REQUIREMENT:
Return every line from the records that contains the word "spectator". Copy each such line in full.

RECORDS FOR THE EXERCISE:

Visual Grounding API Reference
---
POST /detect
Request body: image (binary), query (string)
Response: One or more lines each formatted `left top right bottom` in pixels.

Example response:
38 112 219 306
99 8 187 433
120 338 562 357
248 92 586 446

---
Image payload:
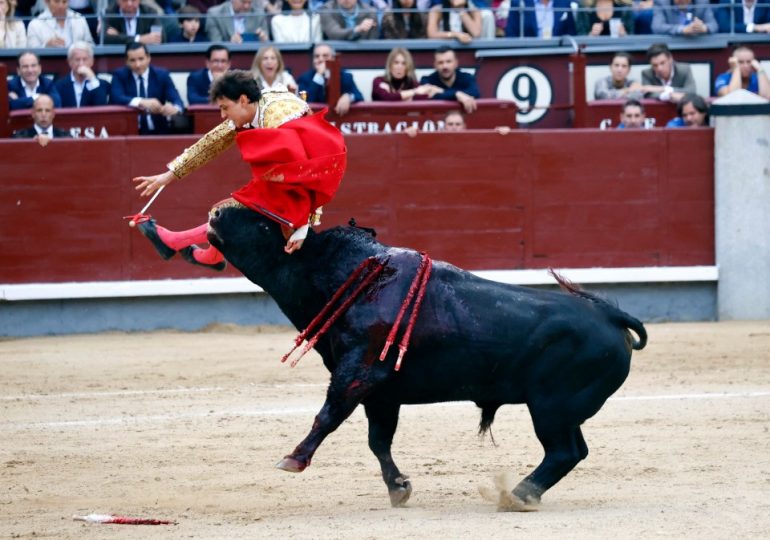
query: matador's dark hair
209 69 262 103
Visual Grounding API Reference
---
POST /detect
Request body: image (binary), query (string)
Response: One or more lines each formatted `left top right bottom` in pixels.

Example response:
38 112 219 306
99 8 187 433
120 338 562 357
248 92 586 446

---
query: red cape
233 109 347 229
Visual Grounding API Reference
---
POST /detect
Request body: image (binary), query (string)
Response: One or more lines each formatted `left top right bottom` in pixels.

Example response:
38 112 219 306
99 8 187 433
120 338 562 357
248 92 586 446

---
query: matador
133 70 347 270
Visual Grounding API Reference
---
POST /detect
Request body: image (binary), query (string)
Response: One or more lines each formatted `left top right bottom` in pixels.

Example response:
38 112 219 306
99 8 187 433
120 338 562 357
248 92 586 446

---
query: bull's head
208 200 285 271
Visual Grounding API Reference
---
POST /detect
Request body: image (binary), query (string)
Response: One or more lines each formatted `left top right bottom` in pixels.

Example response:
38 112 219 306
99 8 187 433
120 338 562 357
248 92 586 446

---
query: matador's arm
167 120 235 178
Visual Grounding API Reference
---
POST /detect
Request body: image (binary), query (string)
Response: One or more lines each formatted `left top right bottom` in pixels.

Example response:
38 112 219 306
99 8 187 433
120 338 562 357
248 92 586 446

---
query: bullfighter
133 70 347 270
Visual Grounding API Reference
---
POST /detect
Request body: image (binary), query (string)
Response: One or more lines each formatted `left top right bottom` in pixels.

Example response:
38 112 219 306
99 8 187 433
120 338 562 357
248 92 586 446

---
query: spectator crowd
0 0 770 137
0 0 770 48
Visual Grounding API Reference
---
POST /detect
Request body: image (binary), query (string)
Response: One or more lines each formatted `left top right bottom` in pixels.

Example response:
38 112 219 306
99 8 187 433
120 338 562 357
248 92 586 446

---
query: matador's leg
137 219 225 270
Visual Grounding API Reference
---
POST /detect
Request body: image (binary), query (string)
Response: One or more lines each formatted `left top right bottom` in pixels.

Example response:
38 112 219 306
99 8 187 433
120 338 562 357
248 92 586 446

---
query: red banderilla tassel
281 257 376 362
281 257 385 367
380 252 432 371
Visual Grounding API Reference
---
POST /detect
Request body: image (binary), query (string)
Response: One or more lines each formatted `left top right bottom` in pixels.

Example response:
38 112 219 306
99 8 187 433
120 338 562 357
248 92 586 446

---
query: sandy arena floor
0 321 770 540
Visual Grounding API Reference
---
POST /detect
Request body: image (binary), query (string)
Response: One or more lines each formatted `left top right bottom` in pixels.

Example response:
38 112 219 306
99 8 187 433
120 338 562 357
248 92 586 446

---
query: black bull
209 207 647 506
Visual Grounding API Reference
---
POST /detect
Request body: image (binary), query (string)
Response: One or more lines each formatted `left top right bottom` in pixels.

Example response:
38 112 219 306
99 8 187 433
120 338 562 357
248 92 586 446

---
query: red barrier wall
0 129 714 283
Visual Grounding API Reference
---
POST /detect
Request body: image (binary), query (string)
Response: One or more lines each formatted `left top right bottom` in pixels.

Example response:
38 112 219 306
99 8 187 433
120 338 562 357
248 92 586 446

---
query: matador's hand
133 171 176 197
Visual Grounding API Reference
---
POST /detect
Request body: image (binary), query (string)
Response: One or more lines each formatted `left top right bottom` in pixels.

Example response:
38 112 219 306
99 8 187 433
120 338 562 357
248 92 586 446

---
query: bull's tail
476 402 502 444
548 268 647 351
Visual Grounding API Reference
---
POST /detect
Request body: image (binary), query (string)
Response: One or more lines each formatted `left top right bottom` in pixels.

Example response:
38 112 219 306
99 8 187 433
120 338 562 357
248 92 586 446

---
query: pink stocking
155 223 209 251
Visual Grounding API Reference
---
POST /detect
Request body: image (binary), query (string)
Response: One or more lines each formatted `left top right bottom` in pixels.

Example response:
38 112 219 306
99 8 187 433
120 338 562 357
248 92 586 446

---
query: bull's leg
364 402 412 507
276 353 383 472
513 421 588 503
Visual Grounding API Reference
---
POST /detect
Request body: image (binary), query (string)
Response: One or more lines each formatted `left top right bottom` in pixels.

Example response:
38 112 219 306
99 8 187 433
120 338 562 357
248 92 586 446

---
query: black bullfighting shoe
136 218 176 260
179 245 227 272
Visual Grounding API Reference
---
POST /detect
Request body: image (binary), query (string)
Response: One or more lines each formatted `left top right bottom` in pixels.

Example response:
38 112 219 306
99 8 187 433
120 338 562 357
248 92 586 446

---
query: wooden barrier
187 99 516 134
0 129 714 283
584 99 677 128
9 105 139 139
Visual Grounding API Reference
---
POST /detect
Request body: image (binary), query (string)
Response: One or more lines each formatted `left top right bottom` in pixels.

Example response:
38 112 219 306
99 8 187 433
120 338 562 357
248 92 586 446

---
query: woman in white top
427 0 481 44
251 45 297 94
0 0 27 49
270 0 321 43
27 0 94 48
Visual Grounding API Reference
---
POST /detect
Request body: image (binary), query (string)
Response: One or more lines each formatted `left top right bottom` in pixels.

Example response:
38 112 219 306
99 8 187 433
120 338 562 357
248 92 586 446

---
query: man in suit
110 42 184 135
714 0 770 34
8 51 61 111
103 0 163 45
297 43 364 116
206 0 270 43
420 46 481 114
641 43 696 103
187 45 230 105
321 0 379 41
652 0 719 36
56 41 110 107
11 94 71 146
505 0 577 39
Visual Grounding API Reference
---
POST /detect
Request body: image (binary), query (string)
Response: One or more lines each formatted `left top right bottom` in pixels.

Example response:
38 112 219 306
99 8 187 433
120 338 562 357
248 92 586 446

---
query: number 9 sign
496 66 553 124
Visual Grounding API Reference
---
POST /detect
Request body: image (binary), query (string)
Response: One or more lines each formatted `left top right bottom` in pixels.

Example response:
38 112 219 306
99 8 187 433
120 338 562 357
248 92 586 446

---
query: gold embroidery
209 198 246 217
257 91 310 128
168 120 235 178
* * *
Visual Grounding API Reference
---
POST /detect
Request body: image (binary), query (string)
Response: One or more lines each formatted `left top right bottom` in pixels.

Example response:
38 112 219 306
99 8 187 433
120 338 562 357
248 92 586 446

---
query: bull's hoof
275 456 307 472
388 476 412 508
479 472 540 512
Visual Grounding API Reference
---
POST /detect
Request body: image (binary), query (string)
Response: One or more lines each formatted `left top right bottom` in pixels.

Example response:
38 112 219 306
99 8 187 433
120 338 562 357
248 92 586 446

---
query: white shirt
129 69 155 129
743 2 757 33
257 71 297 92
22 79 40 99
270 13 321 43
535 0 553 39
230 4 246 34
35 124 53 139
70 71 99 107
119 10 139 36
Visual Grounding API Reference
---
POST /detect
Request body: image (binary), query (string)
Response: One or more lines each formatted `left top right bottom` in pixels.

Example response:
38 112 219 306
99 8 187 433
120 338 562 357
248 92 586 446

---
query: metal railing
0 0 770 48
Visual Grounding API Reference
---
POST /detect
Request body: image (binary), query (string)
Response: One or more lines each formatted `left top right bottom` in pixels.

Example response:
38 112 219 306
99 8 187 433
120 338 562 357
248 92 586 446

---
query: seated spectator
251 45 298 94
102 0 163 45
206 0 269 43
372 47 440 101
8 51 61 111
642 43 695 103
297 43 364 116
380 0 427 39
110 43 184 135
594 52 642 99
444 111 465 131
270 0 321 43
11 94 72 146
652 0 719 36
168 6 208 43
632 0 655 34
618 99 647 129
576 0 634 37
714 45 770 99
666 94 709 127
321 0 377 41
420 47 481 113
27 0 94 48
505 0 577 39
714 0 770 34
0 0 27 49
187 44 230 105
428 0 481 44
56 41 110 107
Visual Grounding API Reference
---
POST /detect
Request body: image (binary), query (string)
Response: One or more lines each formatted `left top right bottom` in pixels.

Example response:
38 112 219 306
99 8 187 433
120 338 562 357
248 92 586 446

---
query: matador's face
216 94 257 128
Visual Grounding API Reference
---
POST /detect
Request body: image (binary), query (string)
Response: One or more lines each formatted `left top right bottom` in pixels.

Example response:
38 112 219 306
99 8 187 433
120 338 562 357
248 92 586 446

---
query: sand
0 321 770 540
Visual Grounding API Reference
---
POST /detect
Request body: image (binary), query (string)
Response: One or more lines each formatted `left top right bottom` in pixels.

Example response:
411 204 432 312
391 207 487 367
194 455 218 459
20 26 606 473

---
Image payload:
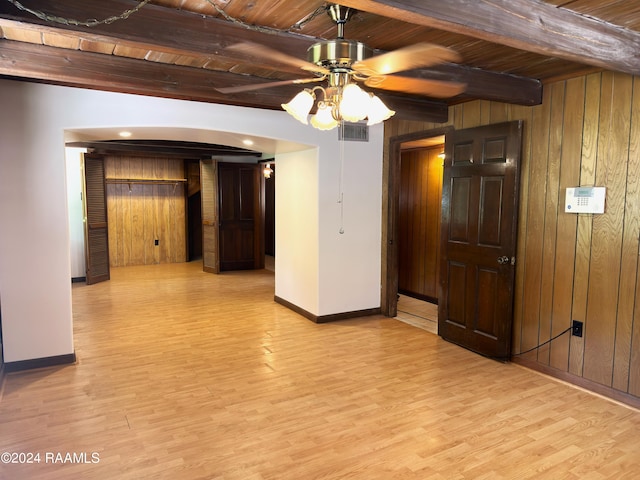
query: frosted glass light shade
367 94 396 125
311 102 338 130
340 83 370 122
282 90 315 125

TASK SOLUTION:
query: spectator crowd
query: seated spectator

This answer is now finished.